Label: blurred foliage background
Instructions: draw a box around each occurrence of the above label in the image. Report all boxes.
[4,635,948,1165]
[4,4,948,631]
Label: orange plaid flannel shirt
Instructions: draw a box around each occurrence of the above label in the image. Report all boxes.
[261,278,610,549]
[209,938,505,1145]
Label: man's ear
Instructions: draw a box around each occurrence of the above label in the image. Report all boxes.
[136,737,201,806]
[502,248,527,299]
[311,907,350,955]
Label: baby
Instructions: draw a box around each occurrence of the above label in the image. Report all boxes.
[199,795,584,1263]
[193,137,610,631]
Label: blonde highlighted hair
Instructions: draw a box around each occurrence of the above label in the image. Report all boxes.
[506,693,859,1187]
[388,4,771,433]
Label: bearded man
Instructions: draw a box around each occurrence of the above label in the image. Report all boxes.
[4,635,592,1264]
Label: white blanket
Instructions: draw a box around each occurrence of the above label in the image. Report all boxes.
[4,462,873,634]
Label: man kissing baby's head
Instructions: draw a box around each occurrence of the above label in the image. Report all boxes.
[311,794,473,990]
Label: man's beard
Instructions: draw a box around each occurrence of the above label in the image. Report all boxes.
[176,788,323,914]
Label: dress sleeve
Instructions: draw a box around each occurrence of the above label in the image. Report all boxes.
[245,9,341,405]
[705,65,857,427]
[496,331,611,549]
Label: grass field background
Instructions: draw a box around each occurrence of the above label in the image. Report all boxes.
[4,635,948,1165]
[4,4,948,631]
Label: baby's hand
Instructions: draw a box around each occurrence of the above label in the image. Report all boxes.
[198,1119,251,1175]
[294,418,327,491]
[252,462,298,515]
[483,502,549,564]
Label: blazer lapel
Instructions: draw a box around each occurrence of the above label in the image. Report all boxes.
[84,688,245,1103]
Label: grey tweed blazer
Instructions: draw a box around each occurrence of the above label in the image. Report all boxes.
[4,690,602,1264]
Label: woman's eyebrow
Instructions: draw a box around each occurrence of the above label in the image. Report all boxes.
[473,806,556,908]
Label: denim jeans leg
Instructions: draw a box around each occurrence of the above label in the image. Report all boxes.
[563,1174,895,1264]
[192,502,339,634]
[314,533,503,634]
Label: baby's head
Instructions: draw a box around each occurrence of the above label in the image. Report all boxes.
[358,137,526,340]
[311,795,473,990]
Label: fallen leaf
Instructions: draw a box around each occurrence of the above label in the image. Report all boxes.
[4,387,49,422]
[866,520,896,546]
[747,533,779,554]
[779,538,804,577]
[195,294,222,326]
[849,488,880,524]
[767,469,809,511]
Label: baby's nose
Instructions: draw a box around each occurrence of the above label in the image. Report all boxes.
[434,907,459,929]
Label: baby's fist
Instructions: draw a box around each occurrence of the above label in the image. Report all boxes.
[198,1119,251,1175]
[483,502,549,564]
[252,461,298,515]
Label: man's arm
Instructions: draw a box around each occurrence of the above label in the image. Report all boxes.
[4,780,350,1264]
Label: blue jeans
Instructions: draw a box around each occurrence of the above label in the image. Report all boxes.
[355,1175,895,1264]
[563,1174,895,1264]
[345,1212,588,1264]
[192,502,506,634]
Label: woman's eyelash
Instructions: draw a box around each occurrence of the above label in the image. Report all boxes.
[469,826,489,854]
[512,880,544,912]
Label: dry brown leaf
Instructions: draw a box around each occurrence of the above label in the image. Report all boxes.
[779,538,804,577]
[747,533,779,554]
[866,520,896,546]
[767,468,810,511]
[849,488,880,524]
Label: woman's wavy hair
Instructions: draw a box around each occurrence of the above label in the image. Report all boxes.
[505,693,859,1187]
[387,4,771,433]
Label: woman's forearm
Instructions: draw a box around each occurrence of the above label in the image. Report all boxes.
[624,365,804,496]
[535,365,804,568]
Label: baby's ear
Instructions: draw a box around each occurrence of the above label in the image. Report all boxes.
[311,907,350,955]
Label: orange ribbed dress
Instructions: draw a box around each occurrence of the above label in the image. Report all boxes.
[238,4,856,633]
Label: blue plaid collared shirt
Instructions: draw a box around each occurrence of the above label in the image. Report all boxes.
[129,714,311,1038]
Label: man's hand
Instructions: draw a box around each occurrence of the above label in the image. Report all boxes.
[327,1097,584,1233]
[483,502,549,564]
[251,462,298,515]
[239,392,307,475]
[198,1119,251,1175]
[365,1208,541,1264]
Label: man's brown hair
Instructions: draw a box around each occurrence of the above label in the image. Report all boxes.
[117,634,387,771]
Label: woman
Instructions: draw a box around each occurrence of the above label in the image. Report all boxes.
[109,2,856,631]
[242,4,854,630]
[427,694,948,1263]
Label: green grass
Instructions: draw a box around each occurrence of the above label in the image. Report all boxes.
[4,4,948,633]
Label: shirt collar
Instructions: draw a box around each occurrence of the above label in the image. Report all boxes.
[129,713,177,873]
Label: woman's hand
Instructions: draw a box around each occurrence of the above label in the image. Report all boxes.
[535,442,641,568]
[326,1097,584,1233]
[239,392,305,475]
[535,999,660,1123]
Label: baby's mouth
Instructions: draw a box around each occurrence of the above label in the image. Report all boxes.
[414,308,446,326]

::::

> [Exercise details]: Starting at the first line of the records and ending at the line that contains "[176,788,323,914]", both included, could you copy out every line in that span, changing only the coordinates, each multiplied by 2.4 and rounded to a whole number with halves going up?

> [Solution]:
Label: blurred foliage background
Instructions: draw a box around each occurrence of the above label in the image. Report all boxes.
[10,1524,2275,2796]
[10,10,2275,1514]
Label: orange plaid flannel shirt
Instructions: draw a box around each occurrence of the above label in the image. Report all boxes.
[626,667,1464,1318]
[502,2251,1212,2748]
Label: man's ear
Instructions: draw a box around each occurrence of the above label in the image. Report all boxes.
[326,1769,482,1934]
[1205,595,1265,718]
[746,2177,840,2292]
Label: baby
Instructions: draw a box around each occurrence of the above label in the image. Report all boxes.
[478,1908,1402,3031]
[463,329,1464,1514]
Label: blonde highlighted hair
Instructions: draw a box around each occurrence of the above label in the image. Report all boxes.
[1214,1663,2062,2849]
[931,10,1850,1039]
Label: bearded man
Instructions: draw a box around each occurrence of the above label in the image. Report all boxes.
[10,1524,1421,3034]
Label: white blanket
Instructions: draw a box around each occurrence of the above label in the image. Report all boxes.
[10,1109,2095,1522]
Label: man kissing baby's head
Instructions: draw a box around each occurrence of the above label in the image. Report all boxes.
[746,1906,1135,2376]
Label: man's beard
Instructions: draw a box around each occurrence of the above label in the image. Report all boxes.
[422,1891,775,2194]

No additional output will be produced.